Prompt 1: List the business segments that the Bumi Armada report below credits with an increase in revenue.

Within  expectations.  Bumi  Armada  registered  FY12  revenue  of  RM1.7bn  (+7.5%  y-o-y, +3.5% q-o-q) and earnings of RM385.8m (+7.3% y-o-y, +14.9% q-o-q) due to an increase in revenue in its floating, production, storage and offloading (FPSO) (+17.5% y-o-y, -2.1% q-o-q),  offshore support  vessel  (OSV)  (14.3%  y-o-y,  +6.7% q-o-q)  and  transportation  and installation  (T&I)  businesses  (+60.3%  y-o-y,  +8.3%  q-o-q).  Its  earnings  grew  significantly on the back of the increase in activity across all its business divisions, despite the absence of contracts in its FPSO and OFD business. EBITDA margins improved by 60 bps as there were  some  changes  to  the  company's  deprecation  policies  (some  vessels  are  now depreciated  over  30  years  compared  to  25  years  previously,  a  standard  practice  among global vessel owners), which resulted in lower-than-expected depreciation expenses.
Positive outlook in 2013. In the analyst briefing held by its management immediately after the  release  of  its  results,  we  noted  that  2012  was  a  dry  year  for  the  FPSO  business globally. To recap, the company did not secure any FPSO contracts in 2012, which led to a series  of  earnings  downgrades  by  consensus  last  August.  2013  will  be  better  for  Bumi Armada due to three reasons: i) the oil price is expected to remain above USD100/barrel in 2013 and 2014,  which is positive  for  exploration and production activities  ii)  the  low  steel
price  is  a  positive  for  new  builds  and  new  projects,  and  iii)  the  long-term  demand  for FPSOs  globally  will  be  robust.  We  are  projecting  another  FPSO  contract  win  for  Bumi Armada  this  year,  as  it  is  a  frontrunner  for  contracts  in Malaysia's Belud and Indonesia's Madura,  which  are  set  to  be  announced  by  2Q13.  It  secured  its  first  contract  of  the  yearlast week, with ONGC.

Prompt 2: Rewrite the records below with "dry grass" swapped for "wooden fence" and everything else left unchanged, omitting the pictures.

Supplied material:
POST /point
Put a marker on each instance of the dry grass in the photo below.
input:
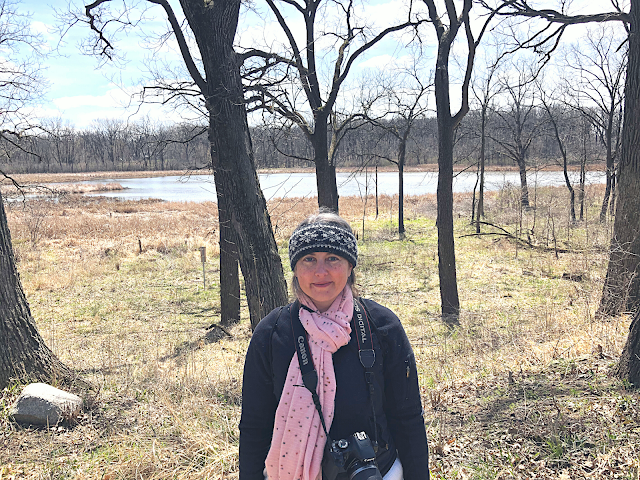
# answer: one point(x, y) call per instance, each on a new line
point(518, 390)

Correct answer 1:
- floating, production, storage and offloading (FPSO)
- offshore support vessel (OSV)
- transportation and installation (T&I)

Correct answer 2:
POST /point
Put a marker on each instance of the wooden fence in the photo below.
input:
# answer: one point(x, y) call per instance, each on a new line
point(518, 390)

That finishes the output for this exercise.